---------- FRAGMENT DO PRZECZYTANIA

Obecny kryzys w zaopatrzeniu Europy w gaz został wywołany sztucznie - oświadczył w piątek na konferencji prasowej minister spraw zagranicznych Rosji Siergiej Ławrow.
"Unia Europejska powinna okazać swą słynną solidarność i wyjaśnić kolegom ukraińskim, że niewypełnianie warunków porozumienia w sprawie tranzytu gazu rosyjskiego do Europy, które obowiązuje i będzie obowiązywać do końca 2020 r., jest niedopuszczalne" - powiedział Ławrow.
Jego zdaniem obecny kryzys gazowy został wywołany sztucznie, gdyż "Ukraina nie była przygotowana na warunki rynkowe" i postanowiła "przerwać dostawy".
Jak zaznaczył, Rosji zależy na jak najszybszym rozwiązaniu kryzysu. Wyraził przy tym nadzieję, że "na sobotni szczyt w Moskwie przyjadą ci, którym zależy na rozwiązaniu problemu" zagwarantowania tranzytu rosyjskiego gazu do Europy.
Podkreślił, że zaproszenia skierowano do "wszystkich, którzy mają taki czy inny związek z tą sytuacją". "Jeśli komuś nie zależy (na przywróceniu tranzytu gazu), nie możemy go zmusić do uczestnictwa" - dodał.

--------------------

__POLECENIE__:
Wyodrębnij dosłownie urywek fragmentu o kryzysie gazowym, zaczynając od „Obecny kryzys w” i kończąc na „gazu do Europy.”. Wiersze danych pochodzą z innego źródła niż fragment o kryzysie gazowym.

---------- DANE

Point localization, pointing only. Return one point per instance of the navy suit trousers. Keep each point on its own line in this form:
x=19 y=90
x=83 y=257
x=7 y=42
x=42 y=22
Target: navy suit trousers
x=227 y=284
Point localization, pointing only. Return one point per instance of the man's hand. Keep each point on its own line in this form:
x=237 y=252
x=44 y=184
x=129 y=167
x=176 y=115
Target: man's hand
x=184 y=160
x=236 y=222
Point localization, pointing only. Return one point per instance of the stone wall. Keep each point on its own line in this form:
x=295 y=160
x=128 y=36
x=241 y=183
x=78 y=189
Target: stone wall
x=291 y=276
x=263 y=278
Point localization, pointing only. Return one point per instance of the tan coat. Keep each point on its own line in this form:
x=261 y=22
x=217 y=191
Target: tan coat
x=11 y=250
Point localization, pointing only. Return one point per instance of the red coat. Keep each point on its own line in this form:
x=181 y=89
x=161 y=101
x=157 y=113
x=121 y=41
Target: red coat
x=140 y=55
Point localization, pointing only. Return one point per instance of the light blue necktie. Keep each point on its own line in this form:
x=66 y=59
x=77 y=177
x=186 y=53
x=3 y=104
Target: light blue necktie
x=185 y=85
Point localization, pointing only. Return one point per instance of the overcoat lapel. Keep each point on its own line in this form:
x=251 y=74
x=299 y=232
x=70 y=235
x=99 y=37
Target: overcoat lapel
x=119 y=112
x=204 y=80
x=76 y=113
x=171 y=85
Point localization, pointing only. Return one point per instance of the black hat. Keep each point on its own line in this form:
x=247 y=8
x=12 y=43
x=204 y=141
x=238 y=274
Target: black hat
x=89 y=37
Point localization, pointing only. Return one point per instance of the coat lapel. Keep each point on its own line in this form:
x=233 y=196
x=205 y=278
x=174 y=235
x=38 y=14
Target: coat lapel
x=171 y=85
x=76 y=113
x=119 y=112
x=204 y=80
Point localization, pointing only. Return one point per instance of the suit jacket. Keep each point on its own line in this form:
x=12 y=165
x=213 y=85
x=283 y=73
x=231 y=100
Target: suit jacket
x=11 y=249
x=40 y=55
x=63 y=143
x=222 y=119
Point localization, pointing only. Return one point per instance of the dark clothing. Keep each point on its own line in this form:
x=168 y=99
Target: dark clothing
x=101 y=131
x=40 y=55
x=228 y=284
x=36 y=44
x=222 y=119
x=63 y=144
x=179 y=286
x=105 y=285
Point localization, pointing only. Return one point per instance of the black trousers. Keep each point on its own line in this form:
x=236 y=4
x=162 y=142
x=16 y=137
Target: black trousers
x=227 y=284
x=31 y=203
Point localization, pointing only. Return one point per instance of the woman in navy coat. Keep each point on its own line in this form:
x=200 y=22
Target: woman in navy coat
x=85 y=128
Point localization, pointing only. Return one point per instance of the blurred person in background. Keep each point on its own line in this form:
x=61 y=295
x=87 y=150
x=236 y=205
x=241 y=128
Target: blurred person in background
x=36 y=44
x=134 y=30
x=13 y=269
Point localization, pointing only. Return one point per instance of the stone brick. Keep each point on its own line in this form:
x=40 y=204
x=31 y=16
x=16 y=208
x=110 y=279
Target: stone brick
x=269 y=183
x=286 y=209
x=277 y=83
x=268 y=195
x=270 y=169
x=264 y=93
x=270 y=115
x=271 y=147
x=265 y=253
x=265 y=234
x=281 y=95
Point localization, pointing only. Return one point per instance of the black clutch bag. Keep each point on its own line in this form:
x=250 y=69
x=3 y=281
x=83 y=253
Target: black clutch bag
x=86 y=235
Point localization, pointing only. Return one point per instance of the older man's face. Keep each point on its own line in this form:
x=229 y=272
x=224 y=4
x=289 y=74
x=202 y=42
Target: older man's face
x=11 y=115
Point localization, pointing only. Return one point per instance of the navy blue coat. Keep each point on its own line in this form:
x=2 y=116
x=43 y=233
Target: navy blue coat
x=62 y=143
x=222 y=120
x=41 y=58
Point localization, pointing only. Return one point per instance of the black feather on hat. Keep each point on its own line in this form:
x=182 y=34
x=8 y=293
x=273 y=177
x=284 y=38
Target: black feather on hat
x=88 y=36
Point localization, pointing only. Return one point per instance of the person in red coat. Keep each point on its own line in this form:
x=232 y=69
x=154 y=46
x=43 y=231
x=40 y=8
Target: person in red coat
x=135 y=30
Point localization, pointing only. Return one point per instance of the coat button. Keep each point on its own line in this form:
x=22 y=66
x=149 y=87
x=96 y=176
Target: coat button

--------------------

__ODPOWIEDŹ__:
Obecny kryzys w zaopatrzeniu Europy w gaz został wywołany sztucznie - oświadczył w piątek na konferencji prasowej minister spraw zagranicznych Rosji Siergiej Ławrow.
"Unia Europejska powinna okazać swą słynną solidarność i wyjaśnić kolegom ukraińskim, że niewypełnianie warunków porozumienia w sprawie tranzytu gazu rosyjskiego do Europy, które obowiązuje i będzie obowiązywać do końca 2020 r., jest niedopuszczalne" - powiedział Ławrow.
Jego zdaniem obecny kryzys gazowy został wywołany sztucznie, gdyż "Ukraina nie była przygotowana na warunki rynkowe" i postanowiła "przerwać dostawy".
Jak zaznaczył, Rosji zależy na jak najszybszym rozwiązaniu kryzysu. Wyraził przy tym nadzieję, że "na sobotni szczyt w Moskwie przyjadą ci, którym zależy na rozwiązaniu problemu" zagwarantowania tranzytu rosyjskiego gazu do Europy.